** begin PASSAGE GIVEN **
I am going to take the cop at his word here. I bet the publicity and social shaming over this case has made tyrannical motherfucker miserable. I bet he rues the day he ever thought getting that warrant was a good idea. On top of that, the fact that he filed the suit shows he has a complete victim complex about it. He wakes up every day thinking how unfair the whole thing is. That makes me happy because having a victim complex is one of the most miserable ways to live. I love it.
I just wanted a picture of a teen's woody and now you gotta shame me publicly? Ever heard of privacy?
I was just following orders!!
I love it that he is suing and still thinks he was right. If he realized he was wrong, he would be able to move on. Since he thinks he was right, he will spend his whole life miserable. It is a lot easier to get over a mistake than it is an injustice.
You saying he's Ahab going after his Moby Dick?
+1
No, John, you're missing the true irony. He wanted to shame and humiliate the teen, and is now whining that he's being shamed and humiliated because of it. It's not just ironic, it'd be karmic if I actually believed in that shit.
It's not right that the child outted me as a pedaphile. I demand recompense.
Sure, I get the Bad Things this goon was subjected to.
What I don't get, is what wrongful act did the attorney commit to subject him to these Bad Things?
"Damn you and your truthful statements about the warrant I sought!"
I'm glad to know that there are significant consequences for a pervert in uniform. I hope he ends up taking the coward's way out.
-jcr
The coward's way out = run for office?
Oh no, the truth! Bad attorney, BAD!
Hopefully what happens is the lawsuit brings national media attention to this creep.
Sounds like the cop in the Butter's Bottom Bitch episode.
...injury to his reputation as a law enforcement official?
As a law enforcement official how much personal reputation could he have?
** end PASSAGE GIVEN **
** begin EXTRACTED DATA **
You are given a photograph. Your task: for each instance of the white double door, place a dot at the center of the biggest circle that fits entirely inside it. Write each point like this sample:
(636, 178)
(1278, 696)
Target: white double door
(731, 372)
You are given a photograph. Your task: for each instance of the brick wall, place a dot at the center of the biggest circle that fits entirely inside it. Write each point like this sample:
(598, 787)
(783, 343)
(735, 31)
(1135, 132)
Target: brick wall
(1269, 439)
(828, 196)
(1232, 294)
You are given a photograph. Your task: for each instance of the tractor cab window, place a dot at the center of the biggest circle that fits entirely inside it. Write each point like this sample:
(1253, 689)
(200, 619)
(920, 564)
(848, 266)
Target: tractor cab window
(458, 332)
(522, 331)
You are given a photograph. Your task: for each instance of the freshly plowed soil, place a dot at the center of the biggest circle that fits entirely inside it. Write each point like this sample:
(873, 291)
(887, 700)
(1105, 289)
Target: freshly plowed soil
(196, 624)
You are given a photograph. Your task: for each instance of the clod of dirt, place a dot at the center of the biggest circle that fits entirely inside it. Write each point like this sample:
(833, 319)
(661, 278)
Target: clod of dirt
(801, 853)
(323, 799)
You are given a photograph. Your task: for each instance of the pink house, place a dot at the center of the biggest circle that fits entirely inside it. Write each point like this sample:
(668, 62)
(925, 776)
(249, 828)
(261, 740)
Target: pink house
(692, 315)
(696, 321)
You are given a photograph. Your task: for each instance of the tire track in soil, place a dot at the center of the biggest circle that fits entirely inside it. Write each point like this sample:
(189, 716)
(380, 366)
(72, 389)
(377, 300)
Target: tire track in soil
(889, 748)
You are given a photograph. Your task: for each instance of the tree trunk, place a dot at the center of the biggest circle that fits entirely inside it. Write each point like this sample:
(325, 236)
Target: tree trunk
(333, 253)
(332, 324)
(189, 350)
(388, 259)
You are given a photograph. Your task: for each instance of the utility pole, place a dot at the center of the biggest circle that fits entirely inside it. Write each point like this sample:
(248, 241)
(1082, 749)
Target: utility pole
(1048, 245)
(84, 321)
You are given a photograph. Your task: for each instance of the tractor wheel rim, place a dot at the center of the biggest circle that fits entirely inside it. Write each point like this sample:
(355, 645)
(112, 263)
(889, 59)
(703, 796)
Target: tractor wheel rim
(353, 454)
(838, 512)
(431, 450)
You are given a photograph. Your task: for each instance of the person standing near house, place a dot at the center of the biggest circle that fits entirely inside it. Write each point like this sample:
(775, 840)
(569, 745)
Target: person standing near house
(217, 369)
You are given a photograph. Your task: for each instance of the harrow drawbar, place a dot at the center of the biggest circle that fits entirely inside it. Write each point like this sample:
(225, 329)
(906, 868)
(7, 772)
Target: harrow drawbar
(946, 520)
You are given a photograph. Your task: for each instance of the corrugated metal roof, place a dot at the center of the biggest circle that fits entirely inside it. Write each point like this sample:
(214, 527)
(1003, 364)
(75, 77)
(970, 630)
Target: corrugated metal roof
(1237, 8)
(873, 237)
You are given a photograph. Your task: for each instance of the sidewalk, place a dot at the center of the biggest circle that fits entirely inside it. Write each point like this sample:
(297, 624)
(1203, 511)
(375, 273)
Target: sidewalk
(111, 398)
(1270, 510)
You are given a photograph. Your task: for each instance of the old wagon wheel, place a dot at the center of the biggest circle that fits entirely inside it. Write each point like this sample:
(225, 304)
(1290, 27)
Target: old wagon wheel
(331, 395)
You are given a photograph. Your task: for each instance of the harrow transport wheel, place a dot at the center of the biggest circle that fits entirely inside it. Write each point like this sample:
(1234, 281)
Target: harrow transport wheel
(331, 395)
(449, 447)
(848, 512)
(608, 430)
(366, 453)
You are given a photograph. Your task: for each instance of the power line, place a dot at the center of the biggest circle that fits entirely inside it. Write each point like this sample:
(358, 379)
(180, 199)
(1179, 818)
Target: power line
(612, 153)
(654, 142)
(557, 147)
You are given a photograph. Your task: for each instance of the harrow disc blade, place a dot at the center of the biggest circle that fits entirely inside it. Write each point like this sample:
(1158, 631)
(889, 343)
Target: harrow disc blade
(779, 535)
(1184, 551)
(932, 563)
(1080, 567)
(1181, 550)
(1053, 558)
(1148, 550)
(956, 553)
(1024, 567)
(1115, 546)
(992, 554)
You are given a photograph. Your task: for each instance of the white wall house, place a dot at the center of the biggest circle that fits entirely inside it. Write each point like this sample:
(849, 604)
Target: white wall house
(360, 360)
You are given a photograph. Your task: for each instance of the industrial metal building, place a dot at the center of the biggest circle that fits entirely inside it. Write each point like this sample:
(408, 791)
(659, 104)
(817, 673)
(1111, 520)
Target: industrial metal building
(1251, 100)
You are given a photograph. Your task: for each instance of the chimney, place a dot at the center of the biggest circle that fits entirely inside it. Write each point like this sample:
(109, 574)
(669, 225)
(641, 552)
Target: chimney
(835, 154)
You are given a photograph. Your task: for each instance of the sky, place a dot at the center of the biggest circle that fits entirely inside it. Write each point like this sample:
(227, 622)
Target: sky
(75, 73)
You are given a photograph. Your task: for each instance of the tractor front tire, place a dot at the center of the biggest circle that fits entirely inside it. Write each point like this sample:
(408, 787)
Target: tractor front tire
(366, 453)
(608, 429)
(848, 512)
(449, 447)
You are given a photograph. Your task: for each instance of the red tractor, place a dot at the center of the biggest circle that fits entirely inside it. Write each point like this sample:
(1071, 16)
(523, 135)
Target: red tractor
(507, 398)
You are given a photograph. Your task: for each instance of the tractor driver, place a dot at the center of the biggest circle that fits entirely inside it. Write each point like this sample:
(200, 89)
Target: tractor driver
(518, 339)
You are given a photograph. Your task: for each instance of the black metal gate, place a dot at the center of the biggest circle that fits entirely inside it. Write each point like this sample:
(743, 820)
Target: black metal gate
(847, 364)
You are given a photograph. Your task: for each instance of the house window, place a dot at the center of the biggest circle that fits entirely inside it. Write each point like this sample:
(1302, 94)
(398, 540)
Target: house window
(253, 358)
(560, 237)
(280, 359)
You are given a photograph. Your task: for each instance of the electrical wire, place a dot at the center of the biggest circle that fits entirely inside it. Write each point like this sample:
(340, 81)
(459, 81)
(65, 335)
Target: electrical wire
** end EXTRACTED DATA **
-- LIST OF TASKS --
[1] In the comment thread about the officer's lawsuit, what does one commenter say is easier to get over than an injustice?
[2] Carry the comment thread about the officer's lawsuit forward from its final comment.
The items have nothing to do with the comment thread.

-- ANSWERS TO THE PROBLEMS --
[1] A mistake.

[2]
Many are disgusted as govt's behavior is exposed, but you also attract more psychos, too. Also gives people the false security that, surely after such abuse has been aired in public, now things will change.
Actually, that is the exact mentality that keeps me awake at night.
I KNOW nothing will change, regardless of how much of this comes to light. I KNOW people will forget or grow used to it, and leave it be. I KNOW that the people in power are going to continue to consolidate and gather more power to themselves, forever.
I know that the only way to end it is with a Libertarian House, Senate, and POTUS, or a bloody revolution. Which do you think will happen first?
Of course the power-hungry are going to keep consolidating their power. They have the energy, because they want it so badly. It drives them. They'll do just about anything to get it. While the rest of us just want to go about our lives and not have to fight against their power grabs every second of the day.
The best lack all conviction, while the worst are filled with passionate intensity.
Everything will change when the economy
collapses and the makers have to rebuild
what the takers and fakers have ruined.
Afterwards,
The makers will sit down at the table,
look around tiredly at one another and
ask 'How the Frack do we keep this from
happening again ?'
Probably bloody revolution. Most likely started by a group from outside the country, who many will see as liberators. And then a few months later when these outsiders won't leave, the real, effective bloody revolution will begin.
I think the real problem for the government today is the utter failure - the complete, absolute, utter failure - of the last generation of reforms.
And the public knowledge of, and contempt for, that failure.
In the 70's the state could try to claim it was reforming. They could trot out civilian police review boards and whistleblower protection laws and the Freedom of Information Act and ABSCAM and say, "Hey, look everybody - we're reforming!"
The problem is that all of those reforms failed. Every one.
And everybody knows they failed.
The people no longer expect transparency, justice or accountability. And they sneer now at all the tools that were created that would supposedly provide those things, because they didn't. That is not a recipe for good outcomes, because the next time the state reaches a crisis there will be no bottom in the bucket when they try to go to the well on placating the people with symbolic reforms.
I dunno, Fluffy. It seems to me that the failure, out of the gate, of any proposal for symbolic reforms intended to placate the public is a good thing.
The bad things that are in store for this country aren't the result of a populace that is insufficiently trusting of their nascent Total State. Its the fact that we have allowed our Total State to get so much traction.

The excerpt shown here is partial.